Region pointing data
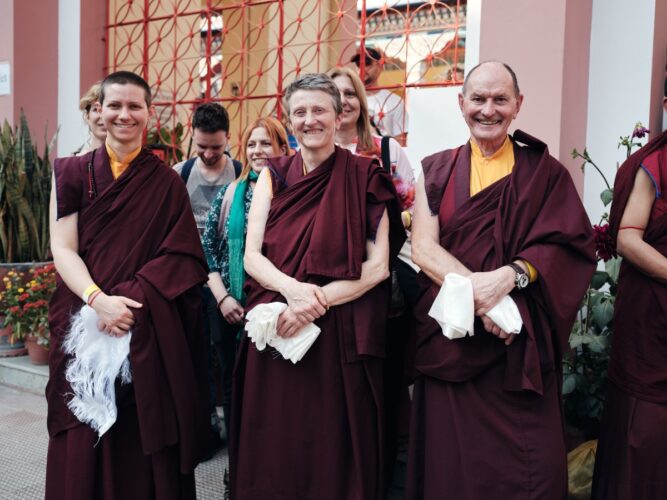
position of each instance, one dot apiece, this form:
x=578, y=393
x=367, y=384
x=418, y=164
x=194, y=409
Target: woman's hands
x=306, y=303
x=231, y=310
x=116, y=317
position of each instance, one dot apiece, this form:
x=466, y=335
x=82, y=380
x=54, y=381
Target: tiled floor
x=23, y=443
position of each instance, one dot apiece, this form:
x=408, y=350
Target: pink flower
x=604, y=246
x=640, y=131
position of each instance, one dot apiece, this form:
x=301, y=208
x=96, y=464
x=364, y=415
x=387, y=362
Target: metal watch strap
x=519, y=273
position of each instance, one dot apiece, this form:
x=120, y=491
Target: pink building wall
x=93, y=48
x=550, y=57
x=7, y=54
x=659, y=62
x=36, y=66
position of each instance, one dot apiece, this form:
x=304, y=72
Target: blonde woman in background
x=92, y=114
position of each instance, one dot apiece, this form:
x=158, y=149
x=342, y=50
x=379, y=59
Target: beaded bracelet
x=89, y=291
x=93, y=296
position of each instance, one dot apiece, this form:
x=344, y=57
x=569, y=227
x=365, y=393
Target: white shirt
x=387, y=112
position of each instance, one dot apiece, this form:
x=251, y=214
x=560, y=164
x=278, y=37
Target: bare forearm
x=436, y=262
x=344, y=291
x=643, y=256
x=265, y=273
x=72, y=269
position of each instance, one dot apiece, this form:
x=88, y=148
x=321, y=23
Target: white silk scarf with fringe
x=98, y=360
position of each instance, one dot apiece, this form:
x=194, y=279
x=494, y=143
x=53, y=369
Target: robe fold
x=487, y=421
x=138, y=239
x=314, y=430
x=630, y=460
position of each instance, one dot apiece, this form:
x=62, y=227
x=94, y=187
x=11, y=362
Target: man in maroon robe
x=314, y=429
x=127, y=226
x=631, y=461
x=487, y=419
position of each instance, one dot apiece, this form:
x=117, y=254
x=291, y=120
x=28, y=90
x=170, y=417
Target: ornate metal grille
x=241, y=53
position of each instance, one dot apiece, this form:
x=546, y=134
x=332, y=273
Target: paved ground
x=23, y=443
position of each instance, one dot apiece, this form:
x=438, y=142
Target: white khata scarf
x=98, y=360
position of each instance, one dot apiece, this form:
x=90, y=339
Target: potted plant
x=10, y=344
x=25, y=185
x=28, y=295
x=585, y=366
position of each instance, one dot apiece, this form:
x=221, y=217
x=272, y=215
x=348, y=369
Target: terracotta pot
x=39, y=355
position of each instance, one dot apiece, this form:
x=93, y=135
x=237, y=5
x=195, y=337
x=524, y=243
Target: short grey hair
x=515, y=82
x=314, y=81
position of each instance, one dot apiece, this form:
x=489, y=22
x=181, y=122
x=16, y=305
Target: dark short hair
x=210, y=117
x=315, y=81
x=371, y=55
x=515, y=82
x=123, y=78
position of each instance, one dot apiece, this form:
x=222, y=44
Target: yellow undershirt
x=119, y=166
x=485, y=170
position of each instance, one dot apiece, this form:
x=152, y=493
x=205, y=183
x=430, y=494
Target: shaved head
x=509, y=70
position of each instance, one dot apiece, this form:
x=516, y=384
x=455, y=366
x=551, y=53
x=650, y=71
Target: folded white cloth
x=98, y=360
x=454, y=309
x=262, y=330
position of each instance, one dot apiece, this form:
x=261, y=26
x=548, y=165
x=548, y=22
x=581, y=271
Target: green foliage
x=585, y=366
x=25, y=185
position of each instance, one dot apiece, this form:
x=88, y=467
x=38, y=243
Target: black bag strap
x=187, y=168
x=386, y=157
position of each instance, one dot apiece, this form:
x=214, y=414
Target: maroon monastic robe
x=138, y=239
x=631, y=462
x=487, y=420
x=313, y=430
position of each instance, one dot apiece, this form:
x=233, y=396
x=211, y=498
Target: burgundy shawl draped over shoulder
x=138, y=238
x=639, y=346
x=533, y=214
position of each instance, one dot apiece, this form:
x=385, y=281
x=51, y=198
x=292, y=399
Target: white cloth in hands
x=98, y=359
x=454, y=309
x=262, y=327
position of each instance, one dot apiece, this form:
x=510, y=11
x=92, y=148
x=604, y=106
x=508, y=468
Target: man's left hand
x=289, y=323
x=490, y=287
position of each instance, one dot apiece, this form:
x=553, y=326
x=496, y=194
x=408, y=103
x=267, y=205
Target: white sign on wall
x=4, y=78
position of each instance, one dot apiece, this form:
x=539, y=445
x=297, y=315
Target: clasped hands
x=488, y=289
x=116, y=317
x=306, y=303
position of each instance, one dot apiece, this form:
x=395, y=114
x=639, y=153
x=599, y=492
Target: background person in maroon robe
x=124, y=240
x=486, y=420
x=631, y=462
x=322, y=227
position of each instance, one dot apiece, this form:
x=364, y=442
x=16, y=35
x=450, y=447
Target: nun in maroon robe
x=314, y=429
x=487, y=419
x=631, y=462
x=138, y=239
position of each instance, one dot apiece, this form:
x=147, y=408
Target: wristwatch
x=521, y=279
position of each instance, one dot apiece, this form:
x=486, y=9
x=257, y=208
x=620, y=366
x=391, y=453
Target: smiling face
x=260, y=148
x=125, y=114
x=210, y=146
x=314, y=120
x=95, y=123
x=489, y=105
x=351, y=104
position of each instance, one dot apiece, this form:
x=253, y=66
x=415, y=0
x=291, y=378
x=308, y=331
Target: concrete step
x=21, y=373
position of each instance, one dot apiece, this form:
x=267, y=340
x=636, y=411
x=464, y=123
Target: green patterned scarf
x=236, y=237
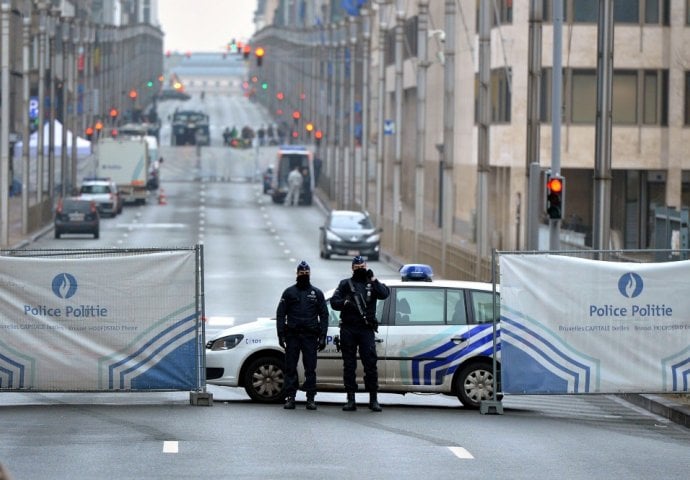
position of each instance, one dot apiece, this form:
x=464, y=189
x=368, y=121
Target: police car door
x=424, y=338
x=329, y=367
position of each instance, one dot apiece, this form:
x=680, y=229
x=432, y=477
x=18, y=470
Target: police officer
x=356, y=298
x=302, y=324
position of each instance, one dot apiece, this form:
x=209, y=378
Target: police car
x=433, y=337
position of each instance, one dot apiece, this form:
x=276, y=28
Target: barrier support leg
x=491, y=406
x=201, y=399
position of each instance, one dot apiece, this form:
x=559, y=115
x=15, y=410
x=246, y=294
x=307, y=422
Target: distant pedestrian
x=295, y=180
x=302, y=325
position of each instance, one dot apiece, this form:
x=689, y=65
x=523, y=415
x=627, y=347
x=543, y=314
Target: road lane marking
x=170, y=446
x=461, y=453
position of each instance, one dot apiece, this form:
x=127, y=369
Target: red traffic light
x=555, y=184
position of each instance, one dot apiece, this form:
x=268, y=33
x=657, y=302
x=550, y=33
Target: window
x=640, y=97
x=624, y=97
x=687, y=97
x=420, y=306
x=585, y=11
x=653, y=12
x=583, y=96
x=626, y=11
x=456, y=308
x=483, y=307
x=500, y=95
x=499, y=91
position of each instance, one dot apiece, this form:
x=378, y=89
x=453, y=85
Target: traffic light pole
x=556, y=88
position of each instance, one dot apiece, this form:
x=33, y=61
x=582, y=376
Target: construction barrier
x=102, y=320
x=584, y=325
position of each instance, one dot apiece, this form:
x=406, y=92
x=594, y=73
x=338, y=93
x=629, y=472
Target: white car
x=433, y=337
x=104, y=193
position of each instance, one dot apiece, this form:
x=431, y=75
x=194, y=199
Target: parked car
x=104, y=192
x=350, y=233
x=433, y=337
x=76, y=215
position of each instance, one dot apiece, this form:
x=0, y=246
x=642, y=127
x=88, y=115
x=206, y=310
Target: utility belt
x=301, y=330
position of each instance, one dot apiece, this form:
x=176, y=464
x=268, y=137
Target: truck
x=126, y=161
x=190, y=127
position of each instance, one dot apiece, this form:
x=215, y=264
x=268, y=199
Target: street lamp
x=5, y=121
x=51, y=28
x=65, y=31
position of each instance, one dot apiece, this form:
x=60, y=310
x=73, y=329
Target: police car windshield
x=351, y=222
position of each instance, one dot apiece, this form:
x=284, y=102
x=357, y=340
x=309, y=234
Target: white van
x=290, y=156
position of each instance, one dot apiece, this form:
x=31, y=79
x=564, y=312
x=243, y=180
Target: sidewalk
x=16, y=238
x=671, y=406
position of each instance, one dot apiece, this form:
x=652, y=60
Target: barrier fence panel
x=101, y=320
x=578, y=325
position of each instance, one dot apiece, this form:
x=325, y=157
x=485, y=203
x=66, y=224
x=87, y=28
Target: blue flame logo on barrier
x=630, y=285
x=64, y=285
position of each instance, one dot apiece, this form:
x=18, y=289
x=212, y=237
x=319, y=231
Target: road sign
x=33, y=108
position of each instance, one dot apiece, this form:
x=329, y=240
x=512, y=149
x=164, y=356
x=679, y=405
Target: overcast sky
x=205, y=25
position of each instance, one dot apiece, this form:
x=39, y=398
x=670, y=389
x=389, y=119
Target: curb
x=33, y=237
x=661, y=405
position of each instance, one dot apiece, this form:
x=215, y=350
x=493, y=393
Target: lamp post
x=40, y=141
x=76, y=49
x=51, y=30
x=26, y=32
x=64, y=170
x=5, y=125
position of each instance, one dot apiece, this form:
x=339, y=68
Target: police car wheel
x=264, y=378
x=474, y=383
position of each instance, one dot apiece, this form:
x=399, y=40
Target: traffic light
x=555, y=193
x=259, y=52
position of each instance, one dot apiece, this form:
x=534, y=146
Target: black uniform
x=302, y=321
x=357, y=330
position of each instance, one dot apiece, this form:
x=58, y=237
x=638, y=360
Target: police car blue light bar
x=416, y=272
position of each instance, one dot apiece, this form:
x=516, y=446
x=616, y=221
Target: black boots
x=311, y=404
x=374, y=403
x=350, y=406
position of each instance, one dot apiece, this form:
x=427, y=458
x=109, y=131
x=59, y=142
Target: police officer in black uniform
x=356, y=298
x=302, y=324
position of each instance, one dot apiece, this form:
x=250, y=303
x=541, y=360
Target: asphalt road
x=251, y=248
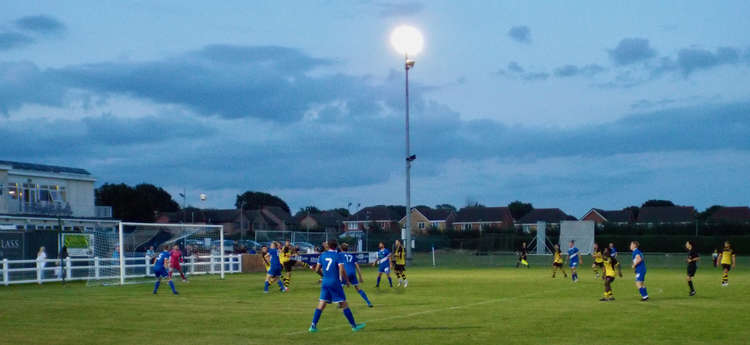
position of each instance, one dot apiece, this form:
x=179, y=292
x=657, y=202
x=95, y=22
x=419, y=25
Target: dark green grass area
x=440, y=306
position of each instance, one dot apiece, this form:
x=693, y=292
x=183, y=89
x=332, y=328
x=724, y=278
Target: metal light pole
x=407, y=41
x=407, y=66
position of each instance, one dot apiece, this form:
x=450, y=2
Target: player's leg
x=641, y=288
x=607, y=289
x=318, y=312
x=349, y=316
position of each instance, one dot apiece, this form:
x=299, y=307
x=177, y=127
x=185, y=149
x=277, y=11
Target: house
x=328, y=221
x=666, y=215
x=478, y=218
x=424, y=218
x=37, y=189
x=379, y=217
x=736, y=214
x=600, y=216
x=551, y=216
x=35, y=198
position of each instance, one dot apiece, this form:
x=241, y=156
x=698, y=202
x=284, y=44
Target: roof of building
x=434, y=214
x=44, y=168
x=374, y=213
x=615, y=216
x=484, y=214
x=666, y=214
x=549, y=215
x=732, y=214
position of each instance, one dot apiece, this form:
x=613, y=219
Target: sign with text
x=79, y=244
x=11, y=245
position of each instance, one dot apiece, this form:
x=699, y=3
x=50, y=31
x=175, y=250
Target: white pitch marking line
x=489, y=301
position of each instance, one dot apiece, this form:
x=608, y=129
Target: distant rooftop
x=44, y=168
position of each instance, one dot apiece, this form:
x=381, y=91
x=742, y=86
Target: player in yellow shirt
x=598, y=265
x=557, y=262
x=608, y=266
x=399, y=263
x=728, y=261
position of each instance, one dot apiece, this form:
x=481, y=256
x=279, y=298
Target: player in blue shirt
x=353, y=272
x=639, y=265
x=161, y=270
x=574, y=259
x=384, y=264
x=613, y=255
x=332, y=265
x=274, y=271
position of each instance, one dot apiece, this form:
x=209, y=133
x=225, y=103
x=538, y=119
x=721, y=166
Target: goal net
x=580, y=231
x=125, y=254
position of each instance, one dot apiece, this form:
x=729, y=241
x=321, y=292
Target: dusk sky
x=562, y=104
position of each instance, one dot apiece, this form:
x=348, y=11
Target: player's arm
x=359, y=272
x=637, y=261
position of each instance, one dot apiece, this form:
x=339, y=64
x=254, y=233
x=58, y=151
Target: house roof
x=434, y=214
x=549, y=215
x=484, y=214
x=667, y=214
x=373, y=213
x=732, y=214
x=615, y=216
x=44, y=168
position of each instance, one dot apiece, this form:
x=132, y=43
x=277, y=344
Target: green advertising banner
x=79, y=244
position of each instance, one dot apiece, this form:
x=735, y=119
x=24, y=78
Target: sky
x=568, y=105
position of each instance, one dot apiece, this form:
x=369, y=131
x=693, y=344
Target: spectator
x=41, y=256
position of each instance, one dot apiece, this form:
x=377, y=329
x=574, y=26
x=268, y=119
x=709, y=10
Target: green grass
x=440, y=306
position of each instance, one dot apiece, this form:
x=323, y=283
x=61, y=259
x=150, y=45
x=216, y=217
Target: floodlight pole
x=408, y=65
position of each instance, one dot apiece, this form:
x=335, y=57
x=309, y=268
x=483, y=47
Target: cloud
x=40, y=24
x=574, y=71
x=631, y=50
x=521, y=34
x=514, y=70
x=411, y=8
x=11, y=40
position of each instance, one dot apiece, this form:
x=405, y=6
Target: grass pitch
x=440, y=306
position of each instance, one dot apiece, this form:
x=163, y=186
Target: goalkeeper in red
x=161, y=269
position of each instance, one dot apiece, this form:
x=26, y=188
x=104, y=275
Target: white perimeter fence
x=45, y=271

> **Work required**: What you give back must match the lines from the start of the records through the line that contains "x=332, y=273", exactly, with the pictures left out.

> **Solution for this task**:
position of each instance, one dot apiece, this form:
x=578, y=393
x=367, y=384
x=418, y=164
x=194, y=409
Target: woman's hands
x=306, y=303
x=231, y=310
x=116, y=317
position of each instance, one dot apiece, this form:
x=466, y=335
x=82, y=380
x=54, y=381
Target: tiled floor
x=23, y=443
position of each instance, one dot apiece, this form:
x=408, y=350
Target: pink flower
x=604, y=246
x=640, y=131
position of each instance, one dot apiece, this form:
x=301, y=208
x=96, y=464
x=364, y=415
x=387, y=362
Target: metal watch strap
x=519, y=273
position of each instance, one dot apiece, this form:
x=120, y=491
Target: pink building wall
x=93, y=48
x=550, y=57
x=7, y=54
x=659, y=62
x=36, y=66
position of each instance, one dot apiece, this form:
x=304, y=72
Target: blonde woman in background
x=92, y=114
position of each instance, one dot apiece, this form:
x=158, y=149
x=342, y=50
x=379, y=59
Target: beaded bracelet
x=89, y=291
x=93, y=296
position of each instance, one dot apiece, this form:
x=344, y=57
x=569, y=227
x=365, y=393
Target: white shirt
x=387, y=112
position of each instance, one dot apiece, this form:
x=251, y=214
x=560, y=164
x=278, y=37
Target: bare forearm
x=436, y=262
x=344, y=291
x=643, y=256
x=265, y=273
x=72, y=269
position of each instance, one dot apiece, this form:
x=88, y=148
x=321, y=23
Target: white silk scarf with fringe
x=98, y=360
position of each instance, one dot apiece, this form:
x=194, y=279
x=494, y=143
x=53, y=369
Target: robe fold
x=487, y=421
x=138, y=239
x=314, y=430
x=630, y=460
position of each instance, one dot apiece, this form:
x=62, y=227
x=94, y=187
x=11, y=362
Target: man in maroon robe
x=314, y=429
x=127, y=226
x=631, y=461
x=487, y=419
position of each instance, one dot apiece, this form:
x=117, y=254
x=291, y=120
x=28, y=90
x=170, y=417
Target: ornate metal grille
x=241, y=53
position of each instance, one dot apiece, this form:
x=546, y=134
x=332, y=273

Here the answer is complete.